§ Records for the task
++++
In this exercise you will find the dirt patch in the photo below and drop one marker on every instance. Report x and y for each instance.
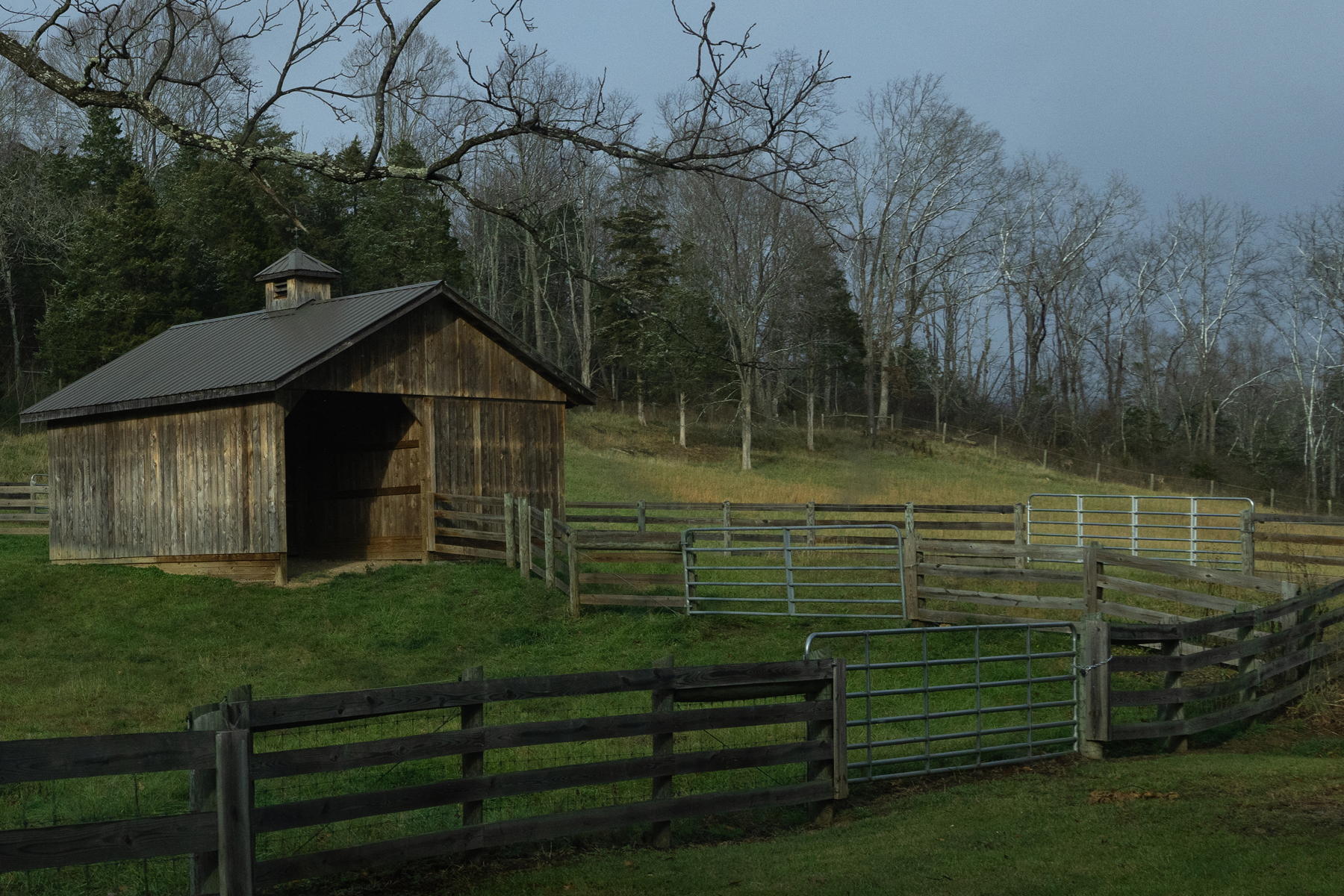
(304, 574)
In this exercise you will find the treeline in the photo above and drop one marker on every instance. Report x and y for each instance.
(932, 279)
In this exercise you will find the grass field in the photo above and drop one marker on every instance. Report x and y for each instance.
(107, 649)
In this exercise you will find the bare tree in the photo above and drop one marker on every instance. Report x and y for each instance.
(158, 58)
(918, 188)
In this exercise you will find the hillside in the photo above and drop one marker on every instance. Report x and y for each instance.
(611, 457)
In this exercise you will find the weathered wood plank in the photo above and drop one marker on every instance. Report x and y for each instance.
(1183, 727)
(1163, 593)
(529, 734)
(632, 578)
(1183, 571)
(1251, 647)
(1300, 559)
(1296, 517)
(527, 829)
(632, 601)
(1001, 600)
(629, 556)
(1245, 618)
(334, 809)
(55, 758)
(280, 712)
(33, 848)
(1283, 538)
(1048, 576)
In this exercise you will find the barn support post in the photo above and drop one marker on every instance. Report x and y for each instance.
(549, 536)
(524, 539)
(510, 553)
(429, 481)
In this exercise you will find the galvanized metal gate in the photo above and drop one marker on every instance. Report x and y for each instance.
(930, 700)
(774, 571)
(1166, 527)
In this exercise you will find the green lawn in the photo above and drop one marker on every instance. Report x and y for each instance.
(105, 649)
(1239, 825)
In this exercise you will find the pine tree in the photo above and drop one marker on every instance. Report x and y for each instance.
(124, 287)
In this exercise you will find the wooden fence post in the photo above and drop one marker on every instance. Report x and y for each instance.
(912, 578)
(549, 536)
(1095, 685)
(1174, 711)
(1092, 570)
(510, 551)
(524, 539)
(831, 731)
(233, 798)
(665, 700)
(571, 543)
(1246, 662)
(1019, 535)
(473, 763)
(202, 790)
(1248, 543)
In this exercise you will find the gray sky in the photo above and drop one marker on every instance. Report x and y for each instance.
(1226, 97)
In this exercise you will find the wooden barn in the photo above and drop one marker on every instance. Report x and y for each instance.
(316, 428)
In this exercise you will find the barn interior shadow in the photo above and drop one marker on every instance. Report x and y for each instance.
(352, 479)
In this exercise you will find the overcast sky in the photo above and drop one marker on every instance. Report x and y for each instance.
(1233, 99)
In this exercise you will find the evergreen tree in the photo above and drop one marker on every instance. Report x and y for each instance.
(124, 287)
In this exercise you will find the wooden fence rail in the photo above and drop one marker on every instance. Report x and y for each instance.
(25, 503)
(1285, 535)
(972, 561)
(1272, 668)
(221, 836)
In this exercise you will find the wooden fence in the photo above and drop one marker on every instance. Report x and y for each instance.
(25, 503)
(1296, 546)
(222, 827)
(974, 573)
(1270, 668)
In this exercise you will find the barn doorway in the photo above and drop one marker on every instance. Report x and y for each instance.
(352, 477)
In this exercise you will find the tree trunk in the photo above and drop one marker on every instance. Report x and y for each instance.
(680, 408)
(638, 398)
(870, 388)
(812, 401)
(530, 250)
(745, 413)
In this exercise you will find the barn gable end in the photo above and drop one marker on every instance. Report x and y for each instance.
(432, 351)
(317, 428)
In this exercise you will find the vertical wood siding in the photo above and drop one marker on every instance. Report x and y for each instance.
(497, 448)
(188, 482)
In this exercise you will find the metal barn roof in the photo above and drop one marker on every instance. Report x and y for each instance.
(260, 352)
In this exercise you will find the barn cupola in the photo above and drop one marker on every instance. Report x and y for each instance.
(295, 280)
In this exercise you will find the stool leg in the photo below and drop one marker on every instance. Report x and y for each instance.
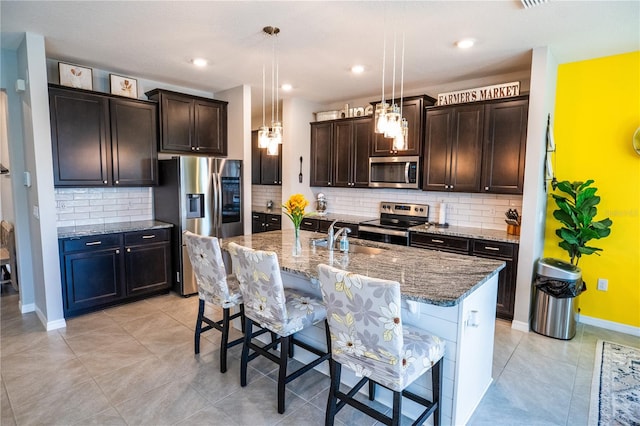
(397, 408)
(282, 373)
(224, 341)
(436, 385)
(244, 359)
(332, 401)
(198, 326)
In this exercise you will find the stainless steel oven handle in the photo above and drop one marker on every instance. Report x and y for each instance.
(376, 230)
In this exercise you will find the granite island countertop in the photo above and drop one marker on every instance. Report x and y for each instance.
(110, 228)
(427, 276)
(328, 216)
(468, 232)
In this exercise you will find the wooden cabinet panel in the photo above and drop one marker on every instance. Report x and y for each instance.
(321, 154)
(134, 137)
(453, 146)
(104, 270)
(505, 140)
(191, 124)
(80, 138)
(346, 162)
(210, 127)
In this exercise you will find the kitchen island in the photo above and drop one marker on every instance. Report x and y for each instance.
++++
§ Required task
Give an exact reproduction of every line, leaving out any picture.

§ Full answer
In this exercise you will find the dirt patch in the photo below and drop one marker on every instance. Report x and y for each instance.
(304, 574)
In this exercise you will find the treeline in the photo above and drop one marker on every instance. Report x and y for each instance.
(932, 279)
In this exercise you will find the grass field in the photo above and drop one marker on every instance. Report x and y for each instance.
(107, 649)
In this exercise you will find the bare tree in the photo above and drop one marker on every instance. Report x and y for each instance.
(158, 58)
(918, 188)
In this exercise you will find the hillside in the photo above and drop one marker on every instance. Report x and y for each instance.
(611, 457)
In this exercise you will find the weathered wood plank in the photo above and drop one marker on every instance. Report x and y for each instance.
(1183, 727)
(1163, 593)
(529, 734)
(632, 578)
(1183, 571)
(1251, 647)
(1300, 559)
(1296, 517)
(527, 829)
(632, 601)
(1001, 600)
(629, 556)
(1245, 618)
(334, 809)
(55, 758)
(280, 712)
(33, 848)
(1283, 538)
(1048, 576)
In this exercise you will find the barn support post in the photo above and drop one marker on every instance. Report x and y for each instance.
(549, 536)
(524, 539)
(510, 553)
(429, 481)
In this exercise you will find the galvanized metal gate in the photo above and drop one marker on every instance. Report x and y for each instance.
(930, 700)
(774, 571)
(1166, 527)
In this exercise you will find the green lawn in the photo above and drop one marker on every instance. Report x and y for each instance.
(105, 649)
(1239, 825)
In this exercise you will find the pine tree in the photo above and drop one marker on every instance. Report x and y for each instance.
(124, 287)
In this exercise you will find the wooden fence post in the photo above and drop one marker on every instance. Report x and y for each instance.
(912, 578)
(549, 536)
(1095, 685)
(1174, 711)
(1092, 570)
(510, 551)
(524, 539)
(831, 731)
(233, 798)
(665, 700)
(571, 543)
(1246, 662)
(1019, 535)
(473, 763)
(202, 790)
(1248, 543)
In this exercise you will find the gray sky in the photo above and drop one marker on every instance. Report x and y for each instance.
(1226, 97)
In this exercise you will find the wooden barn in the photo above and drop one marker on every instance. Report x and y for each instance.
(316, 428)
In this exercise you will find the barn interior shadow in the photo above and drop one marker on every instance. Report x and y for each instance.
(352, 479)
In this exercise you will find the overcast sky in the photo above and drop one marker on every instance. Report x and y for each instance.
(1233, 99)
In this exercise you will find the evergreen tree in the photo above and drop one marker on every instance. Report x and y for each instance.
(124, 287)
In this exercise you will find the wooden fence rail in the photo above and drop one marker on every instance. Report x and y for each instance.
(25, 503)
(1285, 535)
(972, 561)
(1272, 668)
(221, 836)
In this exercise you will find the wooden fence in the photo above and drop one marker on every instance. Report x and y for each instance.
(25, 503)
(1296, 546)
(222, 827)
(974, 573)
(1270, 668)
In this exercise you will find the barn doorway in the photo above and drop one marker on every instance. Report x and y for each instance.
(352, 477)
In this exercise you will find the tree trunk in the photo above and drop one marker on every instance. Report x and y for each instance.
(680, 408)
(638, 398)
(870, 388)
(812, 401)
(530, 250)
(745, 413)
In this exercise you will find the barn gable end in the photo above and drop one marker on every instance. Report x and y for each instance.
(432, 351)
(317, 428)
In this exercise you will find the vertical wood siding in the photo above and drop one marker on every instance. Report x and y for each instance.
(497, 448)
(188, 482)
In this exercise you will find the metal barn roof in the photo above and drop one marker on every instance. Report x and y for each instance.
(260, 352)
In this exercise you will find the barn cupola in the photo above and drop one marker on every instance. Report x and y for each instance.
(295, 280)
In this exercise you will find the stool leg in the photo below and drop one marker on every instance. Report x and y for each instance.
(397, 408)
(282, 373)
(224, 341)
(436, 385)
(244, 359)
(332, 401)
(198, 326)
In this exercise you will find the stainless steel oven handle in the photo above and drop one marker on every instance. Report x and y for each instance.
(376, 230)
In this exercise you will find the granite island countertop in the photo above and drop one marker on every instance. Report x and y for each instance.
(110, 228)
(427, 276)
(328, 216)
(468, 232)
In this exercise you will find the wooden cabinet panel in the photo above and drop one marker on every instance. Report x and y for each instance.
(321, 154)
(134, 137)
(453, 146)
(104, 270)
(505, 140)
(191, 124)
(80, 138)
(346, 162)
(210, 127)
In this exercise you will find the kitchen island in the photo above and drop one marker on every instance. Report x and y for each instance.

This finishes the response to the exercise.